:: GIVEN RECORDS

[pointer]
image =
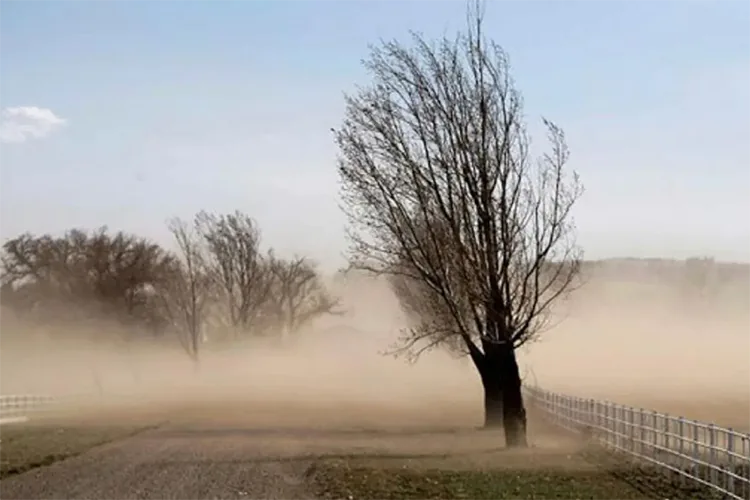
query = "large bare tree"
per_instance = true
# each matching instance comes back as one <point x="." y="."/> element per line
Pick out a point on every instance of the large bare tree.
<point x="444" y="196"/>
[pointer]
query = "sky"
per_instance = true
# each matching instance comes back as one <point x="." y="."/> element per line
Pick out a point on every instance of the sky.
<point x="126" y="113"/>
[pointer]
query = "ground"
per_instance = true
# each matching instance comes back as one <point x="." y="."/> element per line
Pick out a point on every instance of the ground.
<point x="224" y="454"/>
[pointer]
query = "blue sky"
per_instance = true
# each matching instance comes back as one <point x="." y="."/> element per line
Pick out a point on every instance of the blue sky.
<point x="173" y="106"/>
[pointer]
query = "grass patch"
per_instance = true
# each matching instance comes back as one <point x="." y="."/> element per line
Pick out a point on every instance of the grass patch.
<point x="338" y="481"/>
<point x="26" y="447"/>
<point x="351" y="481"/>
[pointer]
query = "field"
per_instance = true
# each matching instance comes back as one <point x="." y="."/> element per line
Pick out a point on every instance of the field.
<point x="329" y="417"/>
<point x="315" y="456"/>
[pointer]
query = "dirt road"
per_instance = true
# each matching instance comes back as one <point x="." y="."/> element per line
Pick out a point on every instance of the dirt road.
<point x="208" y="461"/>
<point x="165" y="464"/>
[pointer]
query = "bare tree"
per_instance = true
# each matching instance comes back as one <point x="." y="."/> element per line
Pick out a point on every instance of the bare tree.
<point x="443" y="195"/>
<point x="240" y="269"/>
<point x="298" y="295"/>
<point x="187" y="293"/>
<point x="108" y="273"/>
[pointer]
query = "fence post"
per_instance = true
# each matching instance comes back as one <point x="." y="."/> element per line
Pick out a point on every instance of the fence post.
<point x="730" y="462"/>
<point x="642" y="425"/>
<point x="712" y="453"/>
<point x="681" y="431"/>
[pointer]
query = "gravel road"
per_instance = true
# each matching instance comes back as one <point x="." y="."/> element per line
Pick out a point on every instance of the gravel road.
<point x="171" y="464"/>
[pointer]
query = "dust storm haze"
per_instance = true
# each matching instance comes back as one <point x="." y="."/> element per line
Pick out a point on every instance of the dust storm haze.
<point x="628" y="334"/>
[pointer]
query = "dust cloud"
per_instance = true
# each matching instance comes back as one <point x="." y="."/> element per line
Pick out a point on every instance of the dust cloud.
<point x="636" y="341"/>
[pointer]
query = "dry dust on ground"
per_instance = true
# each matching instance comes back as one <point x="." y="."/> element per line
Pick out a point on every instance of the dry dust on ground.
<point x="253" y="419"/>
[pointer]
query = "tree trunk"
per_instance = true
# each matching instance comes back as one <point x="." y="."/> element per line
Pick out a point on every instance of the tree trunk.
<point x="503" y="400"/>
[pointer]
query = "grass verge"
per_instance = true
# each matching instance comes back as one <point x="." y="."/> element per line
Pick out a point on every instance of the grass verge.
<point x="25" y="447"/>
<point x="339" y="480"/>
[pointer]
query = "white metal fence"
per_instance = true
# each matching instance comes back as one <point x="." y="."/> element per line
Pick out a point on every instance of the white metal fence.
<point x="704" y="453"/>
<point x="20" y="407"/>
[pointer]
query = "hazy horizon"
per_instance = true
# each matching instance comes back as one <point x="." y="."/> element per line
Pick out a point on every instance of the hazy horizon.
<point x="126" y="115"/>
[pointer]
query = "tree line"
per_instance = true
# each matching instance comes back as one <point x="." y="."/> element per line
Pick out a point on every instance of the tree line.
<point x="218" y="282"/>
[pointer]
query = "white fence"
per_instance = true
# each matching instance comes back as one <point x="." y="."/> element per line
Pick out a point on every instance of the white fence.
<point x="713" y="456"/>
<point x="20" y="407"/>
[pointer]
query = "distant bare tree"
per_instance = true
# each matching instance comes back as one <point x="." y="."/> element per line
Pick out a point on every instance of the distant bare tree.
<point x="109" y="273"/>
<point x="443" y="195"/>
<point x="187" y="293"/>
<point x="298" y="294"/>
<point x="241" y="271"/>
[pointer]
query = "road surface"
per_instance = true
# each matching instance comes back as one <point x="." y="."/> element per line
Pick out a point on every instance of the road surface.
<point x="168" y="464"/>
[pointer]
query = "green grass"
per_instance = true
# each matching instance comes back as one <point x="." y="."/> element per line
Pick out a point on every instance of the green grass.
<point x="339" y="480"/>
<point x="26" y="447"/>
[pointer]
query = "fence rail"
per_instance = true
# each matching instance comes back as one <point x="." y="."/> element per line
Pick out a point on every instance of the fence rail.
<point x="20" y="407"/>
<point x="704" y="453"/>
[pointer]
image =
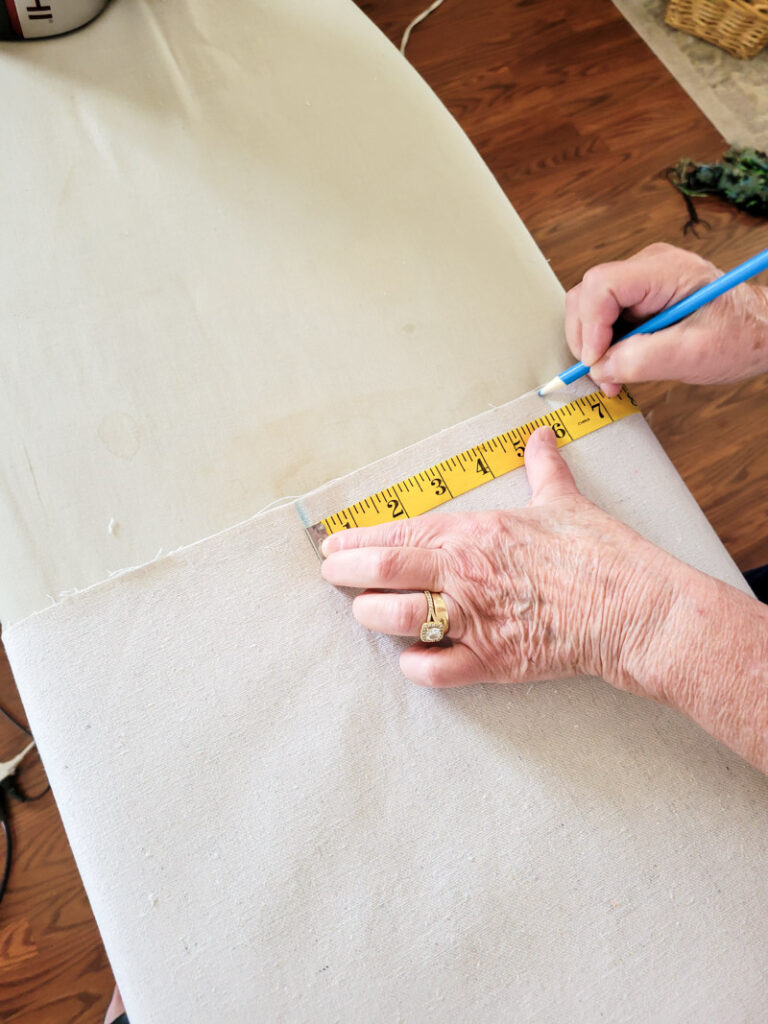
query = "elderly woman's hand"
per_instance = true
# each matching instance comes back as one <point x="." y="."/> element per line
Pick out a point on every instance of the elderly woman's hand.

::::

◆ **WORK REQUEST**
Please repeat every record above exactly, leaving the pictures out.

◆ **WRITTEN ANSWER**
[pointer]
image =
query = "large bare tree"
per_instance = true
# each matching instance comes back as one <point x="." y="."/> element per line
Pick out a point on every instance of the large bare tree.
<point x="444" y="196"/>
[pointer]
query = "sky"
per_instance = true
# each matching instance comes back as one <point x="." y="."/> element per line
Pick out a point on every instance of the sky.
<point x="126" y="113"/>
[pointer]
query = "ground"
per_instance = true
# each matching instance comes back as one <point x="." y="."/> element per line
Pick out a point on every instance of the ground.
<point x="224" y="454"/>
[pointer]
query = "blue sky"
per_instance = true
# each matching instance comes back as one <point x="." y="."/> element per line
Pick out a point on every instance of the blue sky.
<point x="173" y="106"/>
[pointer]
query = "grass patch"
per_instance = true
# each matching instance comes back as one <point x="." y="."/> element per line
Pick out a point on every instance of the grass patch.
<point x="338" y="481"/>
<point x="26" y="447"/>
<point x="351" y="481"/>
[pointer]
query = "field"
per_instance = true
# each matching instance comes back as one <point x="." y="."/> element per line
Pick out a point on every instance of the field.
<point x="329" y="417"/>
<point x="315" y="456"/>
[pointer]
query = "dirt road"
per_instance = true
# each matching instance comes back as one <point x="." y="."/> element per line
Pick out a point on every instance of the dirt road.
<point x="208" y="461"/>
<point x="165" y="464"/>
[pointer]
query = "bare tree"
per_instance = true
# each matching instance comes back as one <point x="." y="."/> element per line
Pick out a point on every instance of the bare tree.
<point x="443" y="195"/>
<point x="240" y="269"/>
<point x="298" y="295"/>
<point x="187" y="293"/>
<point x="108" y="273"/>
[pointer]
query = "fence post"
per_instance = true
# each matching instance comes back as one <point x="." y="."/> element per line
Pick out a point on every instance of the fence post.
<point x="730" y="462"/>
<point x="642" y="425"/>
<point x="712" y="453"/>
<point x="681" y="431"/>
[pointer]
query = "gravel road"
per_instance = true
# each matching instance comes back as one <point x="." y="."/> element per line
Pick out a point on every instance of the gravel road.
<point x="171" y="464"/>
[pointer]
query = "dust storm haze"
per_instance = true
# each matching instance comes back as one <point x="." y="."/> element per line
Pick out a point on every instance of the dust storm haze.
<point x="628" y="334"/>
[pointer]
query = "dust cloud"
per_instance = true
# each matching instance comes back as one <point x="." y="."/> element per line
Pick out a point on every instance of the dust cloud.
<point x="636" y="341"/>
[pointer]
query = "dry dust on ground"
per_instance = true
# each matching instance comes back as one <point x="." y="."/> element per line
Pick out a point on every instance of the dry dust on ground.
<point x="253" y="419"/>
[pointer]
query = "tree trunk"
per_instance = true
# each matching instance comes back as one <point x="." y="."/> element per line
Pick out a point on every instance of the tree trunk.
<point x="503" y="400"/>
[pointer]
query = "grass verge"
per_instance = true
# each matching instance comes back as one <point x="." y="."/> element per line
Pick out a point on every instance of the grass verge.
<point x="25" y="447"/>
<point x="339" y="480"/>
[pointer]
query = "white metal fence"
per_instance = true
# each matching instance comes back as one <point x="." y="."/> element per line
Pick out a point on every instance of the white metal fence.
<point x="704" y="453"/>
<point x="20" y="407"/>
[pointer]
query = "hazy horizon"
per_instance = true
# each matching instance comes back as one <point x="." y="."/> element per line
Pick out a point on every instance of the hazy horizon.
<point x="126" y="115"/>
[pointer]
query = "tree line"
per_instance = true
# each matching instance comes back as one <point x="." y="."/> element per line
Pick out a point on every instance of the tree line.
<point x="218" y="282"/>
[pointer]
query = "white fence"
per_instance = true
# each matching instance comes back as one <point x="." y="."/> element per line
Pick out a point on every instance of the white fence.
<point x="713" y="456"/>
<point x="20" y="407"/>
[pointer]
query = "distant bare tree"
per_instance = true
# each matching instance comes back as one <point x="." y="."/> element per line
Pick out a point on every instance of the distant bare tree.
<point x="109" y="273"/>
<point x="443" y="195"/>
<point x="187" y="293"/>
<point x="298" y="294"/>
<point x="241" y="271"/>
[pointer]
query = "road surface"
per_instance = true
# each matching instance comes back as one <point x="." y="."/> element per line
Pick out a point on every instance of the road surface.
<point x="168" y="464"/>
[pointer]
query = "green grass"
per_instance = true
# each matching instance comes back as one <point x="." y="."/> element per line
Pick out a point on every instance of the green grass.
<point x="339" y="480"/>
<point x="26" y="447"/>
[pointer]
query = "fence rail"
per_instance = true
# each matching instance comes back as one <point x="." y="."/> element per line
Pick out a point on every instance of the fence rail.
<point x="20" y="407"/>
<point x="704" y="453"/>
[pointer]
image =
query = "elderly woman's hand"
per_instance = true
# each matching instance comes back as one <point x="." y="."/> element per line
Pick out a point on every instance of the elderly woman's hand.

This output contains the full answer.